Only the lines from the beginning of the entries through the one with "Expected behaviour: for every instance of the bird's head" should be written out, please, exactly and without any pictures.

==*==

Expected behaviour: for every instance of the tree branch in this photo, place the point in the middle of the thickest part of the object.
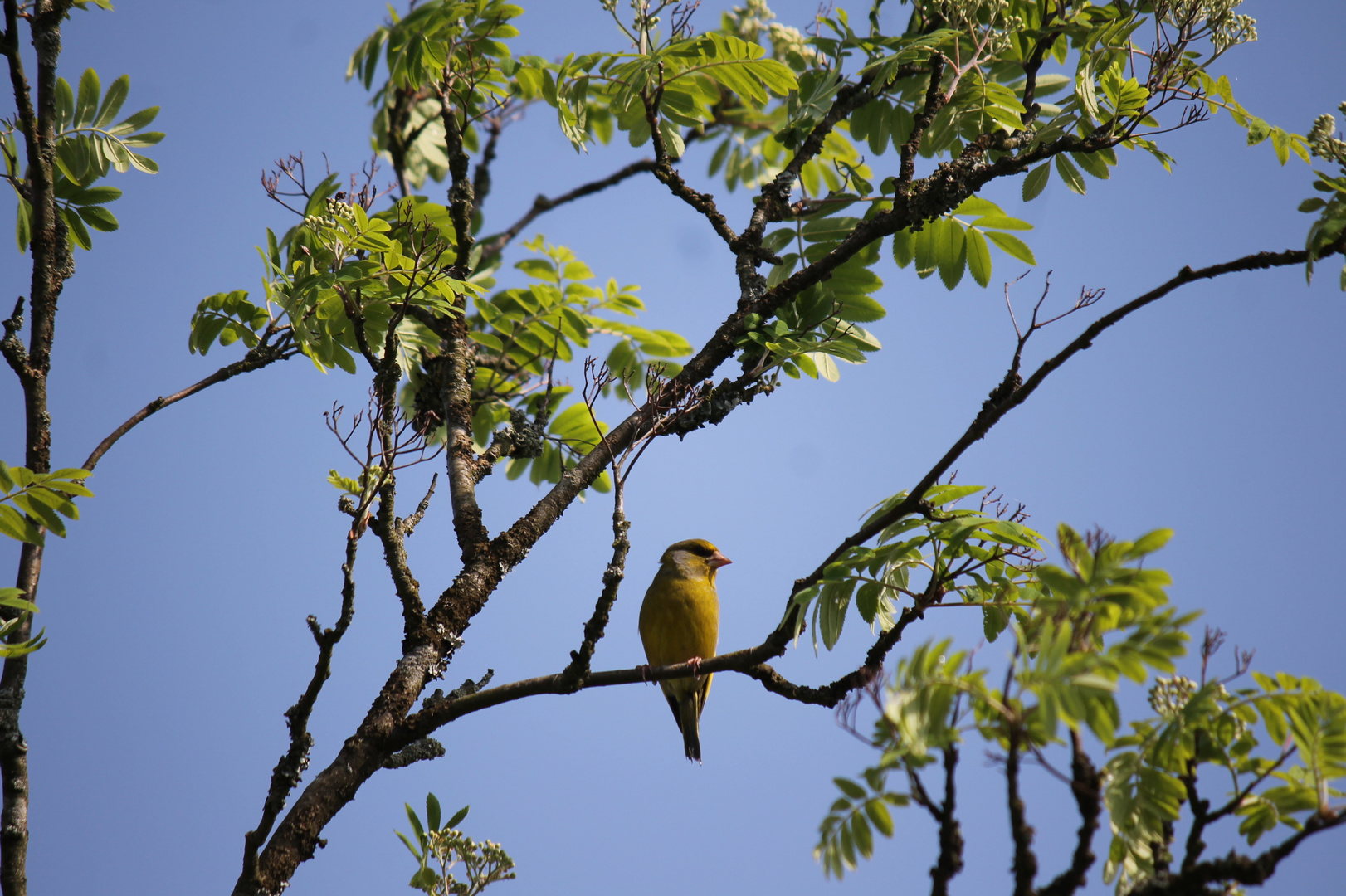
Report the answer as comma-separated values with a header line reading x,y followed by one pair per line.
x,y
493,245
594,629
950,833
291,767
1025,861
703,202
1235,868
1086,786
255,359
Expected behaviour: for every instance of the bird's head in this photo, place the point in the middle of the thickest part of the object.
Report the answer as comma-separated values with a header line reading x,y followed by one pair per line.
x,y
694,558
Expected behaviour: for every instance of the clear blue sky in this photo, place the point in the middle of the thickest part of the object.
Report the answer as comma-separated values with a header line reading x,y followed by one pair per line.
x,y
177,607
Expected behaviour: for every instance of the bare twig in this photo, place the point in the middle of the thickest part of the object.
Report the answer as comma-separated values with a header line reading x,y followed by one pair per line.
x,y
493,245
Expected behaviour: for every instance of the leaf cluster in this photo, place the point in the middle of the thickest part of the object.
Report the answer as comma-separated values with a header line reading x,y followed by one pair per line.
x,y
32,502
445,846
90,142
983,558
1080,630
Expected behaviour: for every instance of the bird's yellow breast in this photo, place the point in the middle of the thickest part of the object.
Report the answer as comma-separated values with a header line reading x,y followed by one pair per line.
x,y
680,619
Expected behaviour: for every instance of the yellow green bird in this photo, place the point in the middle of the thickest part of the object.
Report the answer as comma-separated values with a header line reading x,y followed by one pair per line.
x,y
680,622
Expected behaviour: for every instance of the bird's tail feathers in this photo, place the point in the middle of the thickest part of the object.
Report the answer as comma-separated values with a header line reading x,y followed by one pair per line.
x,y
688,722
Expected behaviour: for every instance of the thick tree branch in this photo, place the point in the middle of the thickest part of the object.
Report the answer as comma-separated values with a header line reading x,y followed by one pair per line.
x,y
12,348
458,365
51,266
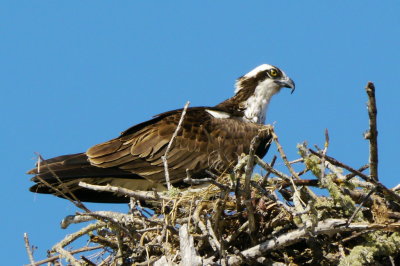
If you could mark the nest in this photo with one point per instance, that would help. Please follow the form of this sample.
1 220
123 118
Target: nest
244 218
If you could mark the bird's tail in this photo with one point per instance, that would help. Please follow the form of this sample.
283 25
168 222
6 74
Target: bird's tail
61 175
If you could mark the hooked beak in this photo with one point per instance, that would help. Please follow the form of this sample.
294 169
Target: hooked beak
286 83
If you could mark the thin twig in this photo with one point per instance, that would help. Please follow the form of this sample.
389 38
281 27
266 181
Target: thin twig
165 156
28 249
361 204
372 134
53 258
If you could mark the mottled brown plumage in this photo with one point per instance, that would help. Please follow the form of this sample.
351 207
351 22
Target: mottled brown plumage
205 141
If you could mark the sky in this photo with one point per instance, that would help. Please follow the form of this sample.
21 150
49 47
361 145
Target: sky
77 73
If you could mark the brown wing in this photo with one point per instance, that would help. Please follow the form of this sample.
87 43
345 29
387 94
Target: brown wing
203 142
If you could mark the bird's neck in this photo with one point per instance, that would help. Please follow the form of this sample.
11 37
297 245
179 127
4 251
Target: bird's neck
251 105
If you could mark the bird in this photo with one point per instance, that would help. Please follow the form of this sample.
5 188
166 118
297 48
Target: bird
208 142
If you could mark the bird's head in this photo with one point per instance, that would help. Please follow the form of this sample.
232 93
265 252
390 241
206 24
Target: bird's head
255 90
264 77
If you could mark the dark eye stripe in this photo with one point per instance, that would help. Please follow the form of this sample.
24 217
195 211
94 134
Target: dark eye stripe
277 71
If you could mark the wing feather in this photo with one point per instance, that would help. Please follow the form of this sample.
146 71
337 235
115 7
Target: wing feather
203 141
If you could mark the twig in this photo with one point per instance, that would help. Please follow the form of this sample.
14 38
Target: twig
140 195
28 249
361 204
351 175
53 258
69 238
265 178
328 227
247 192
283 155
340 164
269 168
387 191
165 157
192 181
372 134
74 199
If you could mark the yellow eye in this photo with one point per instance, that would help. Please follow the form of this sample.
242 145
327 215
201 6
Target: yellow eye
273 73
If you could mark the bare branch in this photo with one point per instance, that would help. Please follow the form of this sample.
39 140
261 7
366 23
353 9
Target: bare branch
372 134
28 249
165 157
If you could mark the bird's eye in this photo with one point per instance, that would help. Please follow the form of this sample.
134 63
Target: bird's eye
273 73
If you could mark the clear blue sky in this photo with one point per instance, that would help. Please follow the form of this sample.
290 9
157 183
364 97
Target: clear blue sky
76 73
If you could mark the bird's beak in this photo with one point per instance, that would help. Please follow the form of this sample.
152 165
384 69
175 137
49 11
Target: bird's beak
286 83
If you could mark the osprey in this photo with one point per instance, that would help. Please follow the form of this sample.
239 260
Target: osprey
210 138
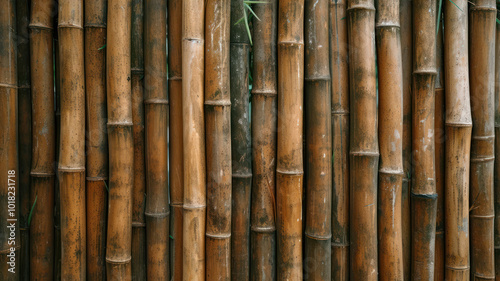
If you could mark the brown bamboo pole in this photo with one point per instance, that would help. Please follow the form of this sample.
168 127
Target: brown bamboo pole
264 110
318 137
340 139
97 143
482 87
120 140
9 162
458 128
390 77
289 169
139 190
43 128
193 35
364 154
72 141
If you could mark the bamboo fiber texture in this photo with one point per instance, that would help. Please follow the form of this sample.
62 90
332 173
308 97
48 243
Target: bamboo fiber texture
72 141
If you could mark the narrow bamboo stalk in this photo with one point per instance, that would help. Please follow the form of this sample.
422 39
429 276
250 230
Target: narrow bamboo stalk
139 190
264 110
176 143
458 128
364 141
193 19
390 76
121 141
318 137
72 137
482 87
289 169
9 192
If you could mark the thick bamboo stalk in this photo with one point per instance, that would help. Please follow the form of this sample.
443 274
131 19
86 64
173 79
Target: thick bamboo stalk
318 136
9 192
340 139
120 140
97 140
482 87
390 75
364 154
458 128
72 141
139 190
289 168
193 19
264 110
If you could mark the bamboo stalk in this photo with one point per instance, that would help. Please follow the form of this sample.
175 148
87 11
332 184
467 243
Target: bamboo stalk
9 248
318 136
72 137
139 198
364 141
390 76
263 210
482 83
289 169
193 19
120 140
458 128
97 143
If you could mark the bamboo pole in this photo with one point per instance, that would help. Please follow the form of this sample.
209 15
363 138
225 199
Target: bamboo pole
458 128
364 141
390 76
318 136
193 264
263 204
120 140
289 169
482 83
9 138
139 190
43 128
97 143
72 137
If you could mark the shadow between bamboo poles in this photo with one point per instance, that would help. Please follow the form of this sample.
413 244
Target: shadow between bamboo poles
264 118
193 19
482 83
120 140
24 109
364 154
72 137
175 133
139 191
9 138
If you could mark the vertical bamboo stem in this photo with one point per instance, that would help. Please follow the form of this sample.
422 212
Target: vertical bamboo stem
458 133
121 142
264 110
72 137
193 19
482 87
364 140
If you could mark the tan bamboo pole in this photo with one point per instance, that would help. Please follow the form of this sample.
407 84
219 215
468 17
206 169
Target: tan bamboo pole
318 137
72 141
364 153
43 129
264 110
482 87
193 35
390 77
9 163
176 142
458 129
289 168
139 190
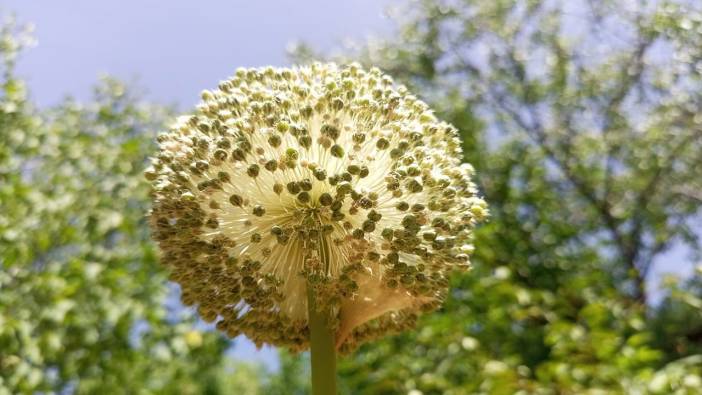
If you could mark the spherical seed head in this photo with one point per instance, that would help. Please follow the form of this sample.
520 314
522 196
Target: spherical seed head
321 178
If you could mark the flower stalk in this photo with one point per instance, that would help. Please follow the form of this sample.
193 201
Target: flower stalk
322 350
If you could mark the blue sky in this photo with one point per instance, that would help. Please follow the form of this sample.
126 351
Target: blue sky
175 49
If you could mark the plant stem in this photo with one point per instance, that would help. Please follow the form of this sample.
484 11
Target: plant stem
322 350
322 337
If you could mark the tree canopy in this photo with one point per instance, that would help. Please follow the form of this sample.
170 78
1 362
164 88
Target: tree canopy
582 119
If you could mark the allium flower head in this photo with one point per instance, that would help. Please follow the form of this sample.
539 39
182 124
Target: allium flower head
325 179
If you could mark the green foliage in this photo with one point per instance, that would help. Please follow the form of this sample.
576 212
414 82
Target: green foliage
81 295
582 120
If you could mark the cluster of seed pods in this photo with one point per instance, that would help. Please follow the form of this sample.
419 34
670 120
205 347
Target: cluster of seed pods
323 179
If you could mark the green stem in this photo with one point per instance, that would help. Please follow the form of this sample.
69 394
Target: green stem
322 349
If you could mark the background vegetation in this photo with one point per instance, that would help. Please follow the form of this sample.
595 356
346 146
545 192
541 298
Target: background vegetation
584 122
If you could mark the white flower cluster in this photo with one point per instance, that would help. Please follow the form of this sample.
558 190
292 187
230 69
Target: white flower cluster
321 178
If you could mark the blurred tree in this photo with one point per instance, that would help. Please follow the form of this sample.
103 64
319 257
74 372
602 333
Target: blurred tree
81 295
583 121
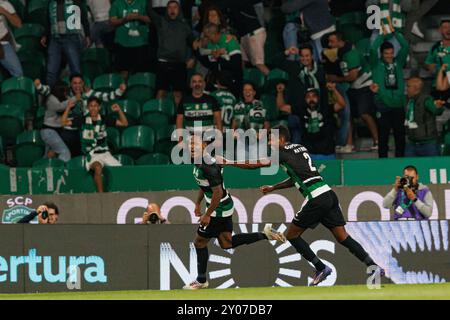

==*==

• Problem solution:
Expected behaviour: for every instance of the tree branch in this photo, place the point in the middle of the thickest part of the object.
Report the answer as comma-separated values with a header line reading x,y followed by one pair per line.
x,y
493,245
594,629
950,833
291,767
1025,861
703,202
1235,868
1086,786
255,359
Expected behaviour: for every instance of the bird's head in this photo, place the point in the middle of the thickest part of the object.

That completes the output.